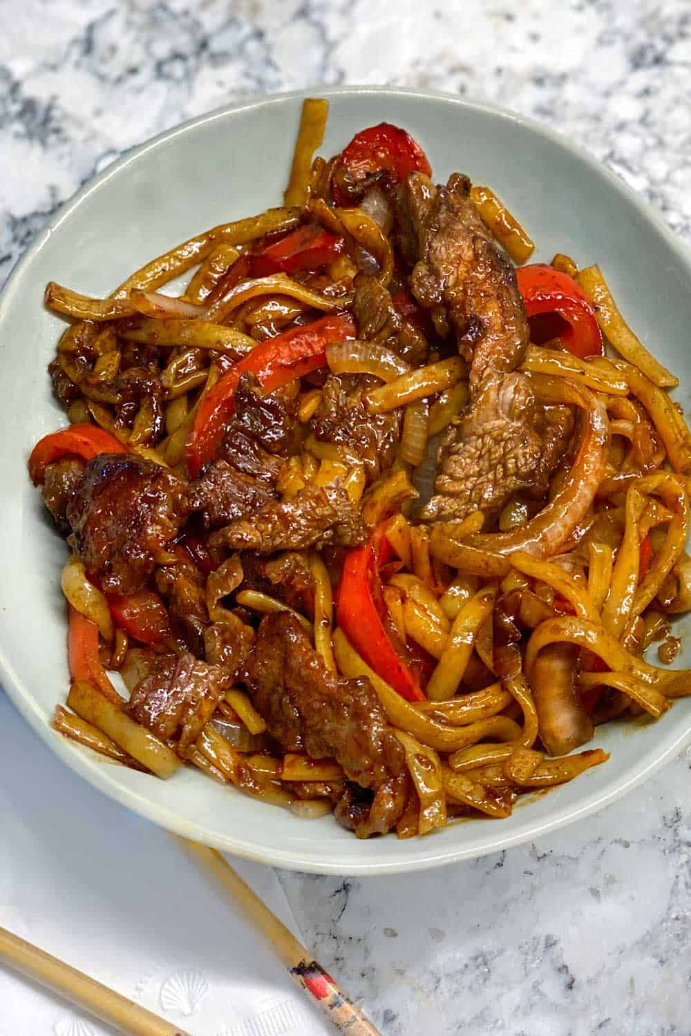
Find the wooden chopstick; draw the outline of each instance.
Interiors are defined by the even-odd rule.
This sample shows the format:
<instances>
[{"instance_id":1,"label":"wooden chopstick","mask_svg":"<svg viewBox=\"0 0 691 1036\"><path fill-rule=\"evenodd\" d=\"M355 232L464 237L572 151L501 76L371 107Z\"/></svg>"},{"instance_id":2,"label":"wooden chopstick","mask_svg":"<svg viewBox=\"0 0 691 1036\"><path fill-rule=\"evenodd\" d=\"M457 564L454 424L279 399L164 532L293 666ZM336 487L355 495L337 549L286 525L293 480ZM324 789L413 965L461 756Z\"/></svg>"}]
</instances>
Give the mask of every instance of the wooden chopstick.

---+---

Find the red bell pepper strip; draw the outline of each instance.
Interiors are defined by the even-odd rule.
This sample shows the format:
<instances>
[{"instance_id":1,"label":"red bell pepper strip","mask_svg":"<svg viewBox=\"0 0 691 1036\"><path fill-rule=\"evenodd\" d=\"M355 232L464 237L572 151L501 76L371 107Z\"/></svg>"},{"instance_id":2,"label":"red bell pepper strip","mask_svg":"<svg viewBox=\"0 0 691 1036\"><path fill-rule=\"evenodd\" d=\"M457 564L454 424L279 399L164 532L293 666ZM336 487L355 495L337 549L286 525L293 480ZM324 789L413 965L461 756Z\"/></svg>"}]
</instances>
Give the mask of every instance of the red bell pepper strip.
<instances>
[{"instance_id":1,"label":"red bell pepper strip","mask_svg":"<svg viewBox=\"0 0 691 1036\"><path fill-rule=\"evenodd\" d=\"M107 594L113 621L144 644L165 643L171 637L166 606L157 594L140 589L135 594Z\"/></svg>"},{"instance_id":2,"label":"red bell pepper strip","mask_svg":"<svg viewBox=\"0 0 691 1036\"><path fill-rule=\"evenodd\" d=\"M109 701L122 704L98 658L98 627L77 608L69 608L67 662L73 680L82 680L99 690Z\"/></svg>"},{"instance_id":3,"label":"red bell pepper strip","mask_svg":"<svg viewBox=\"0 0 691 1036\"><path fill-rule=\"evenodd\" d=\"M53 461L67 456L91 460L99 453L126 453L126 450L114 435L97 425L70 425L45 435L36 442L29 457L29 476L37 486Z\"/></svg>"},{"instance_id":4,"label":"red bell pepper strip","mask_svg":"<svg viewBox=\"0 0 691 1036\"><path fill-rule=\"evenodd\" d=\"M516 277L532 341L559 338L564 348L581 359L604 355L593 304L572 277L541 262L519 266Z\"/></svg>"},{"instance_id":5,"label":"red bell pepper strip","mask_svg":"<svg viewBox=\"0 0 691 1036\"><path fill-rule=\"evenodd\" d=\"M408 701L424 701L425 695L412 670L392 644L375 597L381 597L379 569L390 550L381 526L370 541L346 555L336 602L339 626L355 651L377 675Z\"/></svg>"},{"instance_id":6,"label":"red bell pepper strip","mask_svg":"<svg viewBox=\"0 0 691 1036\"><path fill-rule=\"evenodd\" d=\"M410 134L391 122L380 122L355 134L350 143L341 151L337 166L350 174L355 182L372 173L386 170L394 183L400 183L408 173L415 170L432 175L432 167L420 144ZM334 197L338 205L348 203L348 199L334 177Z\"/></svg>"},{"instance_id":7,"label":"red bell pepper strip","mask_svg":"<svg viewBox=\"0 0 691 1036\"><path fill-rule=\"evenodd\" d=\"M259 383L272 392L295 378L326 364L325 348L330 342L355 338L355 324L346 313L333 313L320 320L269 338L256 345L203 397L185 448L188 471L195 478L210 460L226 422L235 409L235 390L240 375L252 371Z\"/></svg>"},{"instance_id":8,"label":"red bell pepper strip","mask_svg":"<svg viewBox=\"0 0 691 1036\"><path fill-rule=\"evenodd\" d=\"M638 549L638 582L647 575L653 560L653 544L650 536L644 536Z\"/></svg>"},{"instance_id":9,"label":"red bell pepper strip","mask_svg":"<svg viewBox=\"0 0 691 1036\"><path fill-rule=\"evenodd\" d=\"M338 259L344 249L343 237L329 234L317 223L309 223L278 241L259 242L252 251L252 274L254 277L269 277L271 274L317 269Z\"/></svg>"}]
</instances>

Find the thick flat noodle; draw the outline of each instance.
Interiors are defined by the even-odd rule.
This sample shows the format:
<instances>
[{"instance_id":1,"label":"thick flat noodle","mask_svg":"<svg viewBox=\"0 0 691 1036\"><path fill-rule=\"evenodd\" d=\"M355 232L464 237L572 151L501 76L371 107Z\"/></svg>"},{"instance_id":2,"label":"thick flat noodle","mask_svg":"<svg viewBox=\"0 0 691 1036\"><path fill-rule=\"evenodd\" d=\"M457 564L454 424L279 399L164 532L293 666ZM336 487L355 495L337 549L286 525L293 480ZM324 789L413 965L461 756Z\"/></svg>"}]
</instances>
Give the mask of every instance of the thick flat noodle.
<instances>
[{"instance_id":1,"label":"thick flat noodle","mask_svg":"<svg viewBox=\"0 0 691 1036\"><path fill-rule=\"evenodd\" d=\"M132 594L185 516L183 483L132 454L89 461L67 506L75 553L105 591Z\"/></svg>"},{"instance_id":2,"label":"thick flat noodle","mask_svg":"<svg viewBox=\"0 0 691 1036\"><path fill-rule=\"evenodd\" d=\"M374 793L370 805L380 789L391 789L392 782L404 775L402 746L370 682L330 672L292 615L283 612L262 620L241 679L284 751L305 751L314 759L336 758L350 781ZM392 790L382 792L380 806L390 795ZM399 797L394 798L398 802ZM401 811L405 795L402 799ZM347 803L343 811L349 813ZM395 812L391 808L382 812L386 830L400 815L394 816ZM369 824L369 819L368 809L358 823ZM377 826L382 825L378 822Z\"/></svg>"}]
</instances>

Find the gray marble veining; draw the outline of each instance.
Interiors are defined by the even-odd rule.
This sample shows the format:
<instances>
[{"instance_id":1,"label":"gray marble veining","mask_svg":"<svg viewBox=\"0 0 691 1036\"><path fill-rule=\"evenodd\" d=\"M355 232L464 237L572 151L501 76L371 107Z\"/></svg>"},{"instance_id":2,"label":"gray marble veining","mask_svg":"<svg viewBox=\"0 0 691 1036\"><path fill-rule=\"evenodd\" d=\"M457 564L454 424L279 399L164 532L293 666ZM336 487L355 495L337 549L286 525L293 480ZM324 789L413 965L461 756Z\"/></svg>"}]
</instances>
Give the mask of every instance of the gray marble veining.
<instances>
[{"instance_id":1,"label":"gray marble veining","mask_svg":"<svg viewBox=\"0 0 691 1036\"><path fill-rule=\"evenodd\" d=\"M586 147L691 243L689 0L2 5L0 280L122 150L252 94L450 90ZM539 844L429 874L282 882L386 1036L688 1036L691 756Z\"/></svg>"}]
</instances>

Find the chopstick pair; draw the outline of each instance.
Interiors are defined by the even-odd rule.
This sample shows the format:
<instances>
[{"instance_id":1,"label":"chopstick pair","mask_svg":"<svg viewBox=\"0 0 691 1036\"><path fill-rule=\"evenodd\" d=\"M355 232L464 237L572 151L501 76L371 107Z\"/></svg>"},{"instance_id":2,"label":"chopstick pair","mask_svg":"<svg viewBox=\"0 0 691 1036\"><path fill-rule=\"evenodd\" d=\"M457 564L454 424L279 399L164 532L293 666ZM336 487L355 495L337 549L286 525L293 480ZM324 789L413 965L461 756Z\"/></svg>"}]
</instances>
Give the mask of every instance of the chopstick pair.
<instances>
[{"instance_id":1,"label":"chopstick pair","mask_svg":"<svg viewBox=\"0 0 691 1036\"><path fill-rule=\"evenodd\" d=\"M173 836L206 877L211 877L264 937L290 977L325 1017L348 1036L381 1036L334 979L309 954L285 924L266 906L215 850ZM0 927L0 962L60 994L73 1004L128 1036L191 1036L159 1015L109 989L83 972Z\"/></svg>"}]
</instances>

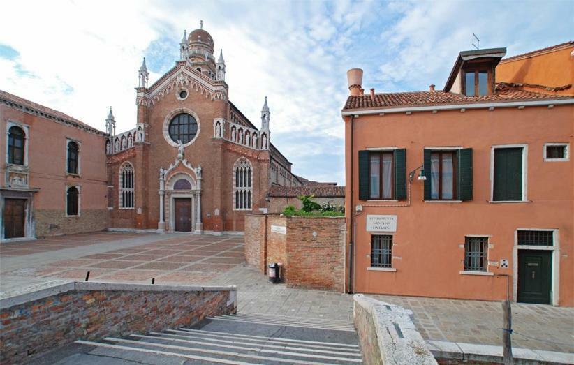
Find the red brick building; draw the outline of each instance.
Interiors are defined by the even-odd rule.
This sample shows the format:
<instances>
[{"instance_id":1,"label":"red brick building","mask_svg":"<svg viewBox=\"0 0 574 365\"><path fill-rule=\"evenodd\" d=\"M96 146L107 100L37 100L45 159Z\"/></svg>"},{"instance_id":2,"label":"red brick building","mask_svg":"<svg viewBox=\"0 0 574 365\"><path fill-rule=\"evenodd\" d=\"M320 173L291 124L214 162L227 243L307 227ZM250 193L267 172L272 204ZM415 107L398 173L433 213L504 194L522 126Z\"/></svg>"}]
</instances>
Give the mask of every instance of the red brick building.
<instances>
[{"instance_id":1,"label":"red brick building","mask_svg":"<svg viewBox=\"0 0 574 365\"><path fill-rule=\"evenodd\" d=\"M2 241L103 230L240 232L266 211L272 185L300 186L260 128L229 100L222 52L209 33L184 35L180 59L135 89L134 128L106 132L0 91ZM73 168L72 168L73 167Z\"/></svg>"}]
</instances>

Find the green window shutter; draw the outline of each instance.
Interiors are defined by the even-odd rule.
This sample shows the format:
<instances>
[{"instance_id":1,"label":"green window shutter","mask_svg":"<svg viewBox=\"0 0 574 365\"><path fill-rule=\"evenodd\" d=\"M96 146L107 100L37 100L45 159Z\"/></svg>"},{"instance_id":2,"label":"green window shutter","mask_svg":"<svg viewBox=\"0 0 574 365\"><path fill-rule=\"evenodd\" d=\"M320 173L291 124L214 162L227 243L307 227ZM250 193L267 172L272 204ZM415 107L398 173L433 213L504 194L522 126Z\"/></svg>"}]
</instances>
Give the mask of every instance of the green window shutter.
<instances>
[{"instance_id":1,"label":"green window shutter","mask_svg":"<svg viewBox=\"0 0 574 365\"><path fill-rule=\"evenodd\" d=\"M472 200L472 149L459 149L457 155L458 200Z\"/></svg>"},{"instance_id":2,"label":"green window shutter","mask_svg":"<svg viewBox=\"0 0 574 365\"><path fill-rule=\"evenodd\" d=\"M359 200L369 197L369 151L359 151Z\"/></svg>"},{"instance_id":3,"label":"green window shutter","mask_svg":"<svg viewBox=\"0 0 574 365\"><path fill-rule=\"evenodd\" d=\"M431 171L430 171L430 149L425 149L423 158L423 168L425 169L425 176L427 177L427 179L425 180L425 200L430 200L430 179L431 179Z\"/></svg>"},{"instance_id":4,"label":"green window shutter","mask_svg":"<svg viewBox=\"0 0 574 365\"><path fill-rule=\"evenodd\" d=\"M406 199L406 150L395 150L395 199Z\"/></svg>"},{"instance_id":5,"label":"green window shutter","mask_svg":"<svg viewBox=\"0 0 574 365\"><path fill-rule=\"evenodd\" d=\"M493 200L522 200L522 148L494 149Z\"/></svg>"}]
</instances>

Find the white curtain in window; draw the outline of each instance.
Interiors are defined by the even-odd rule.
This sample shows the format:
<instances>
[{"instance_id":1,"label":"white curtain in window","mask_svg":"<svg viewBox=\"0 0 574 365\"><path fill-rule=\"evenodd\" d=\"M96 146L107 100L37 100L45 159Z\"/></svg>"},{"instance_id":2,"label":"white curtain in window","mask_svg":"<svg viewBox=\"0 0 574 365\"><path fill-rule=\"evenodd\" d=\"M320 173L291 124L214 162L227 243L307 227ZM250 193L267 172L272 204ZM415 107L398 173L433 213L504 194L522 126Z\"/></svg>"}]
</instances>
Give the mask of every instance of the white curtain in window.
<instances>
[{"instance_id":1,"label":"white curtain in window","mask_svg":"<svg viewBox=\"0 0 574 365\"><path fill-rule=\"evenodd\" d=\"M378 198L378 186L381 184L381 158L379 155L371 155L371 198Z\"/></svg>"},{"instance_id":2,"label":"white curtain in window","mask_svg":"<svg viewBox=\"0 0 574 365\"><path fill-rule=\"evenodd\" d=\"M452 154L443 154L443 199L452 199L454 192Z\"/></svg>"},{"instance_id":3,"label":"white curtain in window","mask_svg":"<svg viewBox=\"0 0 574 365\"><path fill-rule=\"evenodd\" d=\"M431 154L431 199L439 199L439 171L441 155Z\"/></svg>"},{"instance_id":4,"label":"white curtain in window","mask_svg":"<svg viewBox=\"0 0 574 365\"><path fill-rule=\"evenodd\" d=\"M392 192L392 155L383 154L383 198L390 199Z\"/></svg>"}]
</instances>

---+---

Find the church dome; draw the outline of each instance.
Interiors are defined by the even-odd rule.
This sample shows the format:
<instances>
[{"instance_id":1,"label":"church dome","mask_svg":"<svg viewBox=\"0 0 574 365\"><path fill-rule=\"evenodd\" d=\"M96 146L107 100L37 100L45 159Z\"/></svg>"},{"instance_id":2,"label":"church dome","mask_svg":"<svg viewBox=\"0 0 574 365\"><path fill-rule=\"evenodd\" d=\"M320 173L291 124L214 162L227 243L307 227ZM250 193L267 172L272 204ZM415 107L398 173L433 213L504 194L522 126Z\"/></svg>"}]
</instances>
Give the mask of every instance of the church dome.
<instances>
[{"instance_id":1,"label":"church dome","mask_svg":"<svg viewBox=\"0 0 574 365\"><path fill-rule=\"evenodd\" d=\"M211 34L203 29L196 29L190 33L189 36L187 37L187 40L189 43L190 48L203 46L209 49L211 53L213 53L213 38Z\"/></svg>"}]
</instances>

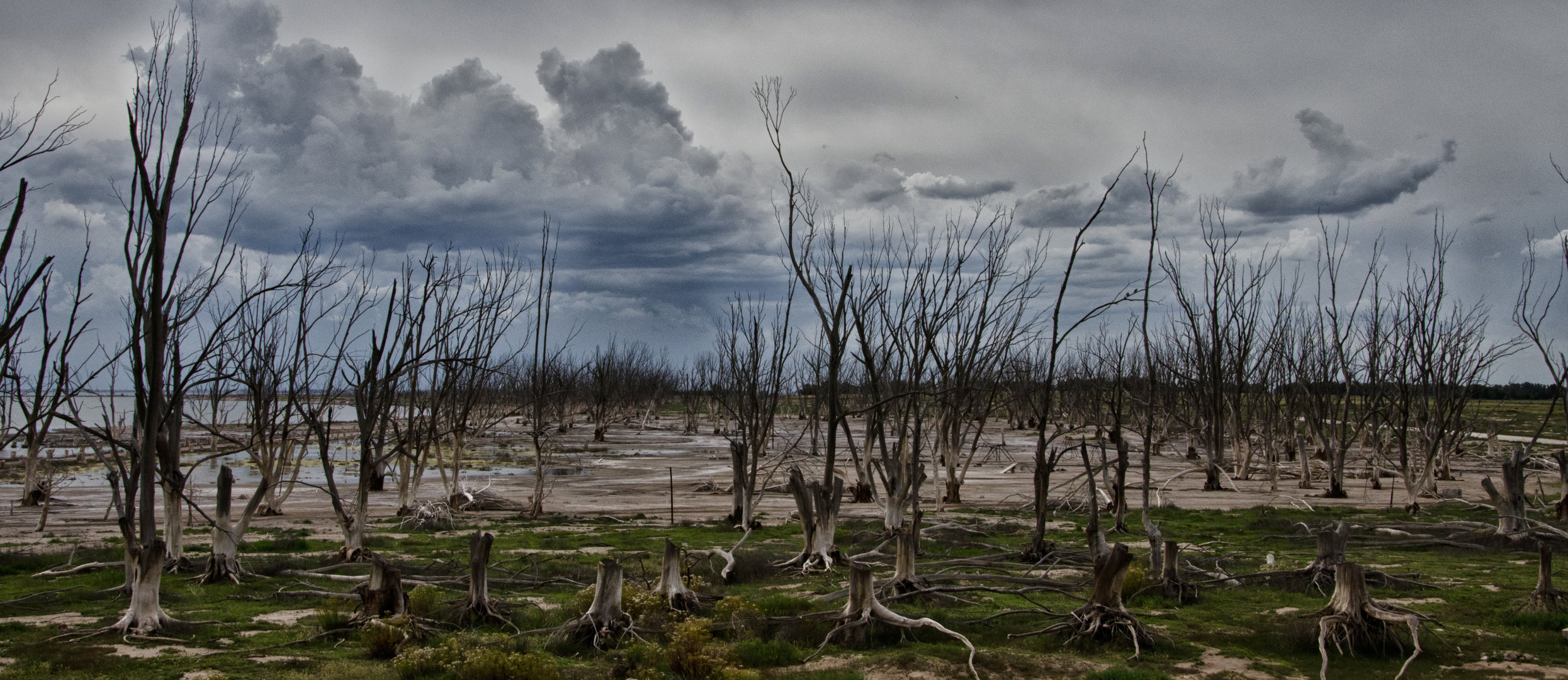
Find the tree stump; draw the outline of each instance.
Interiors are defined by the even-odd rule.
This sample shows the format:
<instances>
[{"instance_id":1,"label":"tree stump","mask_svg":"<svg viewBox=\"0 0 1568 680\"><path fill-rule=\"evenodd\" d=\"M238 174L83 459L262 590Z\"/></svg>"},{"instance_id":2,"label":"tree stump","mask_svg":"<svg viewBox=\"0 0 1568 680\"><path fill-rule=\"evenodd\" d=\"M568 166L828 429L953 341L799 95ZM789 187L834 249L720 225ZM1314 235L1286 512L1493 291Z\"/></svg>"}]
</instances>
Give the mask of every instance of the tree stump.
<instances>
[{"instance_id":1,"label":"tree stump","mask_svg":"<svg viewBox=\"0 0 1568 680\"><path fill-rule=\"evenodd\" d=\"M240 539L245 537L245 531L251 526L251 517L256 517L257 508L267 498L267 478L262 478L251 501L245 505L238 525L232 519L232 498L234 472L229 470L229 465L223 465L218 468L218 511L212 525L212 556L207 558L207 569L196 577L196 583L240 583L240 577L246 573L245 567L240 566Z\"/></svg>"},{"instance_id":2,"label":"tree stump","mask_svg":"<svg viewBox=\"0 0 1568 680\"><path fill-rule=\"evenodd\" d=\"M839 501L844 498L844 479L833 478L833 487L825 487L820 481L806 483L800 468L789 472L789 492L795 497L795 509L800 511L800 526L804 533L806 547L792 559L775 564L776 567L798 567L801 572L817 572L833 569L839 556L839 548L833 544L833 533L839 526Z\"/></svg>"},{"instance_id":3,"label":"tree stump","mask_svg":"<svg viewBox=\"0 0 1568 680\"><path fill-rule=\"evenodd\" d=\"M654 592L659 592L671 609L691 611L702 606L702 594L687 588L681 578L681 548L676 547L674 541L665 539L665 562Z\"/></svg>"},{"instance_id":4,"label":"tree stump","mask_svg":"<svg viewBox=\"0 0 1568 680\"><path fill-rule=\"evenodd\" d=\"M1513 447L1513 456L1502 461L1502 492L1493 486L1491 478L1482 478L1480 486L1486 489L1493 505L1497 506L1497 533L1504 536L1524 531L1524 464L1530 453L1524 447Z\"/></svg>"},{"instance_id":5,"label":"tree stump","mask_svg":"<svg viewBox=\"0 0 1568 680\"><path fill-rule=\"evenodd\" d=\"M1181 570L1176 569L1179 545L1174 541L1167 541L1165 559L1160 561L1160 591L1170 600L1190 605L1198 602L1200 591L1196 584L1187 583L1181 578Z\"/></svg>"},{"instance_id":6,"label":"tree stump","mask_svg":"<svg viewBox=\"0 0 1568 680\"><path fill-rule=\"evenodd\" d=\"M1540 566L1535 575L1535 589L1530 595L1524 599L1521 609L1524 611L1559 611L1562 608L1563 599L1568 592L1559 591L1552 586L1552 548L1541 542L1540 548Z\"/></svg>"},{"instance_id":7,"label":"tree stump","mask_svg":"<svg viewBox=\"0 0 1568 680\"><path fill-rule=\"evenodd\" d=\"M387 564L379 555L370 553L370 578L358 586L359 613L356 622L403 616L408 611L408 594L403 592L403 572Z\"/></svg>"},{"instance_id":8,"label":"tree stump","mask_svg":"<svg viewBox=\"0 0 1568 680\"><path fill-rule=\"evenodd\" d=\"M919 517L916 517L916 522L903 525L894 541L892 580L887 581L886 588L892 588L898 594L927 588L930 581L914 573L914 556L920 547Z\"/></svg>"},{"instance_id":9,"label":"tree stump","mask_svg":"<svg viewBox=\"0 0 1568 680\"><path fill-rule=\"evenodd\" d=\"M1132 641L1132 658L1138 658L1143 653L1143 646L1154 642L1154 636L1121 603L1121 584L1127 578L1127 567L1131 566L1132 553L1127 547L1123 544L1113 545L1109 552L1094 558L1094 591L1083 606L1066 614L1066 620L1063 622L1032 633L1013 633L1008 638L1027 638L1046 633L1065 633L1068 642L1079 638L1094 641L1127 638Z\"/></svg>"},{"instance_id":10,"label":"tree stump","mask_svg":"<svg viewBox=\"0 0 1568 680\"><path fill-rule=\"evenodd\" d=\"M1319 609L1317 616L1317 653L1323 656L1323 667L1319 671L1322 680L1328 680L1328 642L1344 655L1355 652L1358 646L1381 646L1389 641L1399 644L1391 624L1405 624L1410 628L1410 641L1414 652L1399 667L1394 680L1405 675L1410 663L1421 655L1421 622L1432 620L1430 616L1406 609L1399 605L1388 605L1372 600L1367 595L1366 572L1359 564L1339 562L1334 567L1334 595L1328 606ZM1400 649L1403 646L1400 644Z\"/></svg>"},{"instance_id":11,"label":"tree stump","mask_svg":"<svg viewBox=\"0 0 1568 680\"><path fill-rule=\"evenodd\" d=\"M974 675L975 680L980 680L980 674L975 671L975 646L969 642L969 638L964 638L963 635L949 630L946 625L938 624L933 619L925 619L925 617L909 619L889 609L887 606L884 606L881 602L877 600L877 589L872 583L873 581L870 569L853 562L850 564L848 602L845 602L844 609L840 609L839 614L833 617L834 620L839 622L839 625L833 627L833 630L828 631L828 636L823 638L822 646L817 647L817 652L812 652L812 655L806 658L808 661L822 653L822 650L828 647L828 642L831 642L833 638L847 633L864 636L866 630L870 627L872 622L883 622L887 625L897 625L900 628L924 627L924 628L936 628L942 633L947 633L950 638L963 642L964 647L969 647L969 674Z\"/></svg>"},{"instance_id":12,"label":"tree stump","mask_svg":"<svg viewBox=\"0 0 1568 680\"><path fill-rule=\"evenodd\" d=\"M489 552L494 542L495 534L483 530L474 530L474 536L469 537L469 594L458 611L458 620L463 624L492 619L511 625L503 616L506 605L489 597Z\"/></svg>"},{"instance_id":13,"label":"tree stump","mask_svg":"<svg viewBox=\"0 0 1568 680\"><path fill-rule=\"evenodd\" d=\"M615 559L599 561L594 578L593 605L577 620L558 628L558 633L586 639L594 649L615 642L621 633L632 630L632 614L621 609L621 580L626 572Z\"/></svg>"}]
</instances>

---+---

Pull out every line of the material above that contains the string "curtain", and list those lines unchanged.

Find the white curtain in window; draw the outline of each instance.
[{"instance_id":1,"label":"white curtain in window","mask_svg":"<svg viewBox=\"0 0 574 365\"><path fill-rule=\"evenodd\" d=\"M96 146L107 100L37 100L45 159Z\"/></svg>"},{"instance_id":2,"label":"white curtain in window","mask_svg":"<svg viewBox=\"0 0 574 365\"><path fill-rule=\"evenodd\" d=\"M320 173L291 124L214 162L227 243L307 227ZM250 193L267 172L272 204ZM415 107L398 173L433 213L504 194L522 126Z\"/></svg>"}]
Give the mask of every instance of the white curtain in window.
[{"instance_id":1,"label":"white curtain in window","mask_svg":"<svg viewBox=\"0 0 574 365\"><path fill-rule=\"evenodd\" d=\"M378 198L378 186L381 184L381 158L379 155L371 155L371 198Z\"/></svg>"},{"instance_id":2,"label":"white curtain in window","mask_svg":"<svg viewBox=\"0 0 574 365\"><path fill-rule=\"evenodd\" d=\"M452 154L443 154L443 199L452 199L454 192Z\"/></svg>"},{"instance_id":3,"label":"white curtain in window","mask_svg":"<svg viewBox=\"0 0 574 365\"><path fill-rule=\"evenodd\" d=\"M431 154L431 199L439 199L439 171L441 155Z\"/></svg>"},{"instance_id":4,"label":"white curtain in window","mask_svg":"<svg viewBox=\"0 0 574 365\"><path fill-rule=\"evenodd\" d=\"M392 192L392 155L383 154L383 198L390 199Z\"/></svg>"}]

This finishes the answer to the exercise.